» THE PROBLEM
Could you retype every line of the material below without changing a single character?

Dataset excerpt
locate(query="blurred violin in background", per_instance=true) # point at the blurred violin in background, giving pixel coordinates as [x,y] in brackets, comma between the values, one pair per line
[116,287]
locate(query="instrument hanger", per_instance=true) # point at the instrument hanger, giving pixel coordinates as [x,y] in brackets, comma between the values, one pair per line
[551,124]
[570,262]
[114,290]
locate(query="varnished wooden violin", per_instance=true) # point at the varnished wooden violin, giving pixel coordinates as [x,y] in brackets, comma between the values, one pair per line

» ANSWER FOR THE TASK
locate(query="blurred violin in background", per_instance=true) # point at the blurred violin in background, giving pixel coordinates as [x,y] in brackets, comma between the values, one pair per line
[116,287]
locate(query="instrument hanger", per_instance=true) # point at the instrument hanger, giving pixel coordinates as [x,y] in brackets, comma between the values, one pair per line
[551,124]
[570,262]
[114,290]
locate(query="varnished wooden violin", per_instance=true) # point at the varnished wooden violin, giving pixel coordinates as [x,y] in brackets, comma between the values, one pair per line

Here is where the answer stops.